## Directions for this task:
Quote the records that follow in full, leaving the pictures out.

## Supplied records:
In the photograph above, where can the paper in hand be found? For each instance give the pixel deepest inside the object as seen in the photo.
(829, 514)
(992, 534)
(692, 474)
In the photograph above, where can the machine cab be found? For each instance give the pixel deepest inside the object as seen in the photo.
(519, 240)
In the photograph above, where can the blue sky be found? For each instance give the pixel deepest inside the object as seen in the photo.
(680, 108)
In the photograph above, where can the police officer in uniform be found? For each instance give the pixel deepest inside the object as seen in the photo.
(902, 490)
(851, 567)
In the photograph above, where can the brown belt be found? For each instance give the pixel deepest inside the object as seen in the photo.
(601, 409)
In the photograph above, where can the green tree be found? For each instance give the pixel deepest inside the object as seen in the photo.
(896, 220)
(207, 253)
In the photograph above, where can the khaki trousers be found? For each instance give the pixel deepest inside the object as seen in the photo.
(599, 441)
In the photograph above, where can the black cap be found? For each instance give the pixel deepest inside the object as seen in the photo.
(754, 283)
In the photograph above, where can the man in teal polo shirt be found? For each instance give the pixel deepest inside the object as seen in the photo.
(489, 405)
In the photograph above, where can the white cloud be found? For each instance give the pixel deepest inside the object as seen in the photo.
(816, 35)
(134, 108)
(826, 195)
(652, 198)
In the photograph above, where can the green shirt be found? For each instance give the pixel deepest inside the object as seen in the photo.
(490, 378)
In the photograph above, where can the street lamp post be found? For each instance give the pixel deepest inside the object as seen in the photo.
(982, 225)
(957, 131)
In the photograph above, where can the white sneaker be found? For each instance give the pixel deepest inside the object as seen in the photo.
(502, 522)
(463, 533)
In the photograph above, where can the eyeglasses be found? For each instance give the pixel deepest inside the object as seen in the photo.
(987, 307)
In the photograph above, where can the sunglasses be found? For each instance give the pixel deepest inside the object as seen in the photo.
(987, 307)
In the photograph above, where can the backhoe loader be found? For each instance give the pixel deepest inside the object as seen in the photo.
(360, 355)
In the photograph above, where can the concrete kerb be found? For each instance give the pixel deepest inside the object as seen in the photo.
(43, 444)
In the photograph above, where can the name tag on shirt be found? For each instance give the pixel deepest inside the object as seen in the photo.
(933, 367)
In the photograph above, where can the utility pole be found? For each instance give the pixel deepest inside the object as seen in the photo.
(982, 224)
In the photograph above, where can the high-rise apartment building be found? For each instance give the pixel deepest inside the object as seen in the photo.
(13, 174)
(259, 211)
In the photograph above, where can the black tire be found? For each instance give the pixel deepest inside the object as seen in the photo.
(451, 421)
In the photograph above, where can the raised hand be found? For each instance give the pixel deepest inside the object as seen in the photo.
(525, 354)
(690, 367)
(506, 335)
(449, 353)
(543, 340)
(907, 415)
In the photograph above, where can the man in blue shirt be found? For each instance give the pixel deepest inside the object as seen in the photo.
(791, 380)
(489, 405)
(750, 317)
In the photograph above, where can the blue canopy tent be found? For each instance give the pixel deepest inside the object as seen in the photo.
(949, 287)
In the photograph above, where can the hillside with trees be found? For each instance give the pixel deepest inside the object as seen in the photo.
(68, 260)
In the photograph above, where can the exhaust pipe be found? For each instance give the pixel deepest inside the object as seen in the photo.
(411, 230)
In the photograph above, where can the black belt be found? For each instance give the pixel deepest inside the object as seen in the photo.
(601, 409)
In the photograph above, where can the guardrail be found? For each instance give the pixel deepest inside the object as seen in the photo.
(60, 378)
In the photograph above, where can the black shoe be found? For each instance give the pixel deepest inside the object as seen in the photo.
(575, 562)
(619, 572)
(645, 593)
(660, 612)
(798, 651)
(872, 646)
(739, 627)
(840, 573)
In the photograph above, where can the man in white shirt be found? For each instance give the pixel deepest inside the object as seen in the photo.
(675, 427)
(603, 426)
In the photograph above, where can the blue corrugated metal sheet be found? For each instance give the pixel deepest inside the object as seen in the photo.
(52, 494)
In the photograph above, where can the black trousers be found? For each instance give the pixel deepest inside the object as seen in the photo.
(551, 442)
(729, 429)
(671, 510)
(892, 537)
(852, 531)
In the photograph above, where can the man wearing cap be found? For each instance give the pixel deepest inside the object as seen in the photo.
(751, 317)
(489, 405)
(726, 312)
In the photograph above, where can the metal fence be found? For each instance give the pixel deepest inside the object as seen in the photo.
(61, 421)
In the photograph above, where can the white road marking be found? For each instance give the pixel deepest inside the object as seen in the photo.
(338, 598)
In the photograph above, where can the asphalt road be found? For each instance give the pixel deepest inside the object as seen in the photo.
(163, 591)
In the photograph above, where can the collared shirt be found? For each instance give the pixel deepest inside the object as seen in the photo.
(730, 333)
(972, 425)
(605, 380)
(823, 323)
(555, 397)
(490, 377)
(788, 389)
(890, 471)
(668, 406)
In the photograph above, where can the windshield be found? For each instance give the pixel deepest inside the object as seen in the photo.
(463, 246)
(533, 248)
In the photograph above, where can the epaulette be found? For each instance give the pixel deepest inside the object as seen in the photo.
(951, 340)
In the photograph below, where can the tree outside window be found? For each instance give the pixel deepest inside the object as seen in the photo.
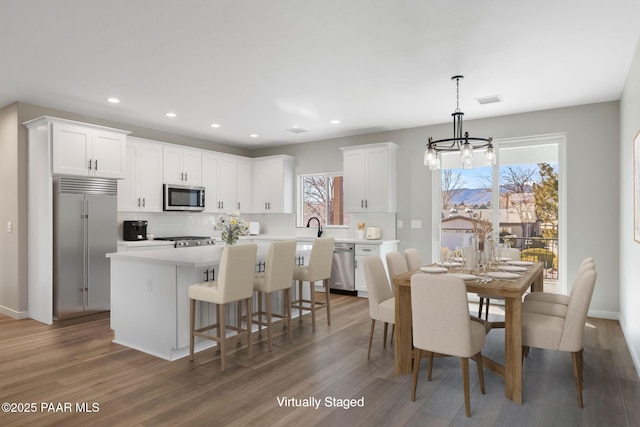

## Output below:
In the photograph above, where can the paper in hand be found? For each instance give the pixel deepest inside the object as seen in the photo.
(829, 514)
(992, 534)
(692, 474)
In the photograph above, where can the machine cab be found? For each instance give the pixel deepest inside the object as seen in the photo.
(519, 240)
In the photograph above, where can the blue sky be found? For each instance give the pixel deepest inside the object as seen in the photo.
(680, 108)
In the photograph above, where can the police officer in uniform be found? For each instance give the pixel deepest inside the object as seen in the photo.
(902, 490)
(851, 567)
In the photograph above, where can the brown belt be found? For each instance give the pixel deepest inside the object as seen in the photo.
(601, 409)
In the photograph above, where can the green tree be found? For each instance give the pixel deepest inside the object as seen in the photo.
(896, 220)
(207, 253)
In the photograph above, where can the khaki trousers be found? For each instance give the pixel deepest inside the object as seen in the photo.
(599, 441)
In the photograph above, where can the black cap be found? For each instance give the pixel deepest inside the object as seen in the photo.
(754, 283)
In the photograph above, where can the man in teal polo shirt be found? For each instance give the pixel deepest inside the object as seen in the photo.
(489, 405)
In the photograph above, where can the white cloud be found? For each instance give the pixel deepest inside the object as seen in the photo.
(816, 35)
(134, 108)
(826, 195)
(652, 198)
In the photograph above, where can the green shirt be found? For each instance give the pixel deepest inside the object as seen in the photo.
(490, 378)
In the photograph above, where can the street lamp post be found? For each instance give the pixel deepest inside the object as seen in the photo.
(982, 225)
(957, 131)
In the photograph above, where can the white sneaker be found? For each instance give the pixel deepest inside the object as seen in the photo.
(502, 522)
(463, 533)
In the photograph above, where can the eyeglasses be found? For each instance give the pixel deepest inside the object as seen in the photo.
(987, 307)
In the photograph above, where can the sunglasses be found? For each instance give the pixel deepest inside the object as seen in the photo.
(987, 307)
In the photograph above, where can the backhoe loader be found? For each instance give the pixel deepest inside the object as seen in the photo.
(360, 355)
In the photograph above, where can the concrete kerb be found? For each instance give the pixel deepest inside the object as seen in the photo.
(43, 444)
In the photograph above, where can the name tag on shirt be found? For each instance give the pixel deepest inside the object as seen in the photo.
(933, 367)
In the photograph above, where can the utility pole be found? For each instance give the pixel deepest inside the object as seen in the photo.
(982, 224)
In the photograph above, where can the high-rise apartment building be found? For each instance give the pixel deepest inside the object as seen in the photo.
(13, 174)
(259, 211)
In the photograph above, where can the black tire be found? For each instance give the pixel deepest inside the object as seen in the photo.
(451, 421)
In the photograph above, where can the raised hand be found? For each instance give the pixel deepest inside the object as seen in the photo.
(525, 354)
(690, 367)
(506, 335)
(449, 353)
(543, 340)
(907, 415)
In the photograph above, where can the man in blue shirt be found? For each instance give the pixel deepest inside the object as seen in the photo.
(791, 380)
(489, 405)
(750, 317)
In the photograph above, where can the blue canopy tent be found? For each instance give the pixel deepest inside the object as seen in the photo.
(949, 287)
In the photograph above, where can the hillside with trees be found? For each instance give the pixel deepest inside the object as seen in the photo.
(68, 260)
In the photograph above, where can the exhaust pipe be found? For each instance give the pixel deepest inside the object as seen in the photo.
(411, 230)
In the photograph above, where can the black belt be found? For each instance give the pixel deepest inside the object as seen in the photo.
(601, 409)
In the photograph above, where can the guardrail be found? For each instance give the pixel deepest inside the object as seen in the photo.
(60, 378)
In the photograph above, where can the black shoe be found? For each instance give the pixel deepest inside the object as seen in the photo.
(575, 562)
(619, 572)
(645, 593)
(660, 612)
(798, 651)
(872, 646)
(739, 627)
(840, 573)
In the photograph above, where can the man in white shirt be found? For each instance give the pixel deepest inside the object as seen in the photo.
(675, 427)
(603, 426)
In the photograph above, where can the blue corrugated metal sheet be found? For each instance give the pixel deepest inside the object as seen in the photo.
(52, 494)
In the photograph above, where can the black trousers be found? For each instance give the pixel deepest inside the object as seen in the photo.
(551, 442)
(729, 429)
(671, 510)
(892, 537)
(852, 531)
In the photograph above, where can the man wearing cap be found? For each instance give the pixel deepest inside the object as seen in the photo.
(751, 317)
(489, 405)
(726, 312)
In the photograph above, where can the metal fence be found? For each instance give the pixel deepest inside the object as seen in the photo.
(61, 421)
In the photograph above, where can the white road marking be found? For each instance give the pixel deepest inside the object as seen in the photo.
(338, 598)
In the photograph above, where can the asphalt road be found? For each instance give the pixel deepest inside the object as seen in the photo.
(163, 591)
In the photograph above, where can the collared shirt be found? For each instance give the pixel deepest inside the object as seen in the photo.
(730, 333)
(972, 425)
(605, 380)
(823, 323)
(555, 397)
(490, 377)
(788, 389)
(890, 471)
(668, 406)
In the photograph above, where can the windshield be found? For each instance give the pixel deepest inside the object as seen in the photo.
(463, 246)
(533, 248)
In the photograph above, where can the epaulette be found? For each instance give the pixel deepest inside the object as seen in the photo.
(951, 340)
In the photograph below, where can the tree outside window be found? For each instance give the pixel deepest inside the object as seen in the photo.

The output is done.